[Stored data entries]

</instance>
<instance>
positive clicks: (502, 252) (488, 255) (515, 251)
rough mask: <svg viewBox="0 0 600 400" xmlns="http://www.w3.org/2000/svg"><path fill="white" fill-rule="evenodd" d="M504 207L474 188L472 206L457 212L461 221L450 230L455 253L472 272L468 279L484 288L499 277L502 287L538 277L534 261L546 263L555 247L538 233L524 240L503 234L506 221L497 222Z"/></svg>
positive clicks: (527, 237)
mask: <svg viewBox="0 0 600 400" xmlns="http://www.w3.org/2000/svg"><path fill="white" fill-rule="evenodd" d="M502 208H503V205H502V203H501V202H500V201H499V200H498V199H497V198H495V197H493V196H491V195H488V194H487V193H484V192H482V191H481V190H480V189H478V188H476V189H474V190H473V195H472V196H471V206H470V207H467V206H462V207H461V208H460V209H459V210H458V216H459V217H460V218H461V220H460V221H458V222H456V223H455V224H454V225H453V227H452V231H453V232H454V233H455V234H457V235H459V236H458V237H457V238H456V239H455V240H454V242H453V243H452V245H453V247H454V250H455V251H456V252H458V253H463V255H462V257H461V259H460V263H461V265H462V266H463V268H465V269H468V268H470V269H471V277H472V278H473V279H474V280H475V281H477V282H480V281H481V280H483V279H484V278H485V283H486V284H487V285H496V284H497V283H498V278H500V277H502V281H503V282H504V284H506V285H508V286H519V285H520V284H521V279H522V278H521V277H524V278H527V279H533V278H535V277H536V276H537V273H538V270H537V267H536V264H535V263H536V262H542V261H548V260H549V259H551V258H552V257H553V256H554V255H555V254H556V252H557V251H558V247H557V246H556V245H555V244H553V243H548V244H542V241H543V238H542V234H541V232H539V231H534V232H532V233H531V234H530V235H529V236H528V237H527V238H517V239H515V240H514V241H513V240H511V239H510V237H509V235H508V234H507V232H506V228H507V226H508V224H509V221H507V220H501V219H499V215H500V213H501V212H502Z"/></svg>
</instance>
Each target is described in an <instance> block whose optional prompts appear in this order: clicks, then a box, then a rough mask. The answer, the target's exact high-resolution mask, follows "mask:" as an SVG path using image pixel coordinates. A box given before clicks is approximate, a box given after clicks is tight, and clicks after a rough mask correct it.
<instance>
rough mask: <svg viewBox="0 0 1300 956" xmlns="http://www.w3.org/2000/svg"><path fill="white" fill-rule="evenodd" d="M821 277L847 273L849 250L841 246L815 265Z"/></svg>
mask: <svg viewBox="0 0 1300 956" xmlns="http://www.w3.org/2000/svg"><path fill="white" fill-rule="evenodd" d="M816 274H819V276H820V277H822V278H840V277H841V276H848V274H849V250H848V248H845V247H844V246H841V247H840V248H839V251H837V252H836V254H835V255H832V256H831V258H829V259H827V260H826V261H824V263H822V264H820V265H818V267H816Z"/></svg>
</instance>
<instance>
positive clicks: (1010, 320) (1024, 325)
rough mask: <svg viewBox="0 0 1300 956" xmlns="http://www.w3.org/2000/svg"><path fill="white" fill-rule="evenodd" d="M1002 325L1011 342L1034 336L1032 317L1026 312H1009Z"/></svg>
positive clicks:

[Requirement]:
All of the data above should be reproduced verbatim.

[Answer section]:
</instance>
<instance>
positive clicks: (502, 252) (488, 255) (515, 251)
rough mask: <svg viewBox="0 0 600 400" xmlns="http://www.w3.org/2000/svg"><path fill="white" fill-rule="evenodd" d="M504 207L474 188L472 206L457 212L461 221L450 230L455 253L472 272L468 279L484 288L499 277L502 287L538 277L534 261L546 263L555 247L538 233L524 240L503 234L506 221L497 222Z"/></svg>
positive clicks: (527, 237)
mask: <svg viewBox="0 0 600 400" xmlns="http://www.w3.org/2000/svg"><path fill="white" fill-rule="evenodd" d="M502 208H503V205H502V203H501V202H500V201H499V200H498V199H497V198H495V197H493V196H491V195H488V194H487V193H484V192H482V191H481V190H480V189H478V188H476V189H474V190H473V195H472V196H471V206H470V207H467V206H462V207H461V208H460V209H459V210H458V216H459V217H460V218H461V220H460V221H458V222H456V223H455V224H454V225H453V227H452V231H453V232H454V233H455V234H457V235H459V236H458V237H457V238H456V239H455V240H454V242H453V243H452V245H453V247H454V250H455V251H456V252H458V253H463V255H462V257H461V259H460V263H461V265H462V266H463V268H465V269H468V268H470V269H471V277H472V278H473V279H474V280H475V281H477V282H480V281H481V280H483V279H484V278H485V283H486V284H487V285H496V284H497V283H498V278H500V277H502V281H503V282H504V284H506V285H508V286H519V285H520V284H521V279H522V278H521V277H524V278H527V279H533V278H535V277H536V276H537V273H538V270H537V267H536V264H535V263H536V262H542V261H548V260H549V259H551V258H552V257H553V256H554V255H555V254H556V252H557V251H558V247H557V246H556V245H555V244H553V243H548V244H542V241H543V238H542V234H541V232H539V231H534V232H532V233H531V234H530V235H529V236H528V237H527V238H517V239H515V240H514V241H513V240H511V239H510V237H509V235H508V234H507V232H506V228H507V226H508V224H509V221H507V220H501V219H499V215H500V213H501V212H502Z"/></svg>
</instance>
Each target is described in an <instance> block whose optional prompts appear in this order: clicks, then a box, then a rough mask. The answer, the target's exact high-resolution mask, follows "mask:" as an SVG path using image pixel coordinates. A box given before clicks is approximate, a box given after clicks is tight, and clicks after a rough mask correct it.
<instance>
rough mask: <svg viewBox="0 0 1300 956" xmlns="http://www.w3.org/2000/svg"><path fill="white" fill-rule="evenodd" d="M821 277L847 273L849 250L841 246L815 265Z"/></svg>
mask: <svg viewBox="0 0 1300 956" xmlns="http://www.w3.org/2000/svg"><path fill="white" fill-rule="evenodd" d="M816 274H819V276H820V277H822V278H840V277H841V276H848V274H849V250H848V248H845V247H844V246H841V247H840V248H839V251H837V252H836V254H835V255H832V256H831V258H829V259H827V260H826V261H824V263H822V264H820V265H818V267H816Z"/></svg>
</instance>
<instance>
positive clicks: (1010, 320) (1024, 325)
rough mask: <svg viewBox="0 0 1300 956" xmlns="http://www.w3.org/2000/svg"><path fill="white" fill-rule="evenodd" d="M1002 325L1011 342L1034 336L1032 317L1026 312H1009Z"/></svg>
positive clicks:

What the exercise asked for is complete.